DATASET ROWS:
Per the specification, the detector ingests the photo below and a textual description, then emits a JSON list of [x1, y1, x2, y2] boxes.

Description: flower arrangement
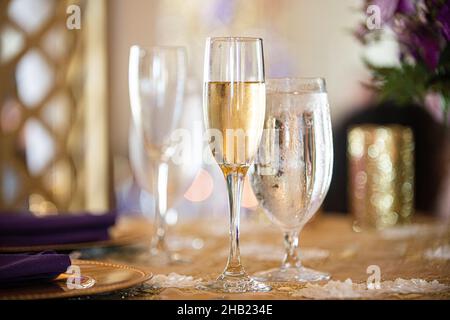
[[354, 0, 450, 122]]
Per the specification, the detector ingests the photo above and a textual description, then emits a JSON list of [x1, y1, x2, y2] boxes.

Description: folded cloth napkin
[[0, 212, 116, 247], [0, 251, 71, 284]]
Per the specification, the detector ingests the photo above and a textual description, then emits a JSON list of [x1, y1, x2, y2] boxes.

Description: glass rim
[[266, 77, 327, 94], [130, 44, 187, 52], [206, 36, 263, 42]]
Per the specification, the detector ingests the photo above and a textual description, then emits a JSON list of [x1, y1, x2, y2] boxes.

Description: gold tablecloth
[[85, 215, 450, 300]]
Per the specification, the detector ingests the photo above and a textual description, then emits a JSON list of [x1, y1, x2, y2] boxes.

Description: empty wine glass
[[129, 46, 187, 264], [250, 78, 333, 282], [128, 81, 203, 262]]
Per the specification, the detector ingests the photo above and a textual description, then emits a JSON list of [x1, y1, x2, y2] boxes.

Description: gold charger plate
[[0, 218, 151, 253], [0, 260, 152, 300]]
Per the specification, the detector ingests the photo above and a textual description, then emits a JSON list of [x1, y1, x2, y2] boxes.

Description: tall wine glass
[[203, 37, 270, 292], [129, 46, 187, 264], [250, 78, 333, 282]]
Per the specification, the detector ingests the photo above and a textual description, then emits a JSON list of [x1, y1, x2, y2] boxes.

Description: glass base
[[197, 275, 272, 293], [254, 267, 330, 282]]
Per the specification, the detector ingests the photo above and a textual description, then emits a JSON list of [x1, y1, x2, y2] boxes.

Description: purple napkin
[[0, 251, 71, 284], [0, 212, 116, 247]]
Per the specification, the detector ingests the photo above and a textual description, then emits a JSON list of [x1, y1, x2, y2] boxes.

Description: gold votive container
[[347, 125, 414, 231]]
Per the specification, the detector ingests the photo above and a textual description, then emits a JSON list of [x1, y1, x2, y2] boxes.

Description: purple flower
[[395, 0, 416, 14], [370, 0, 416, 24], [437, 1, 450, 41], [412, 31, 440, 70], [370, 0, 399, 24]]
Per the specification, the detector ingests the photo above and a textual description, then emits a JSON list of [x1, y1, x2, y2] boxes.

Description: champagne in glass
[[201, 37, 270, 292]]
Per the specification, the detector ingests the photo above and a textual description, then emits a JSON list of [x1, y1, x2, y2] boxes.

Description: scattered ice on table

BRIEF: Extract every line from the rows above that contains the word "gold", treating uppercase and lowercase as different.

CORRECT OUTPUT:
Description: gold tablecloth
Description: gold charger plate
Description: gold votive container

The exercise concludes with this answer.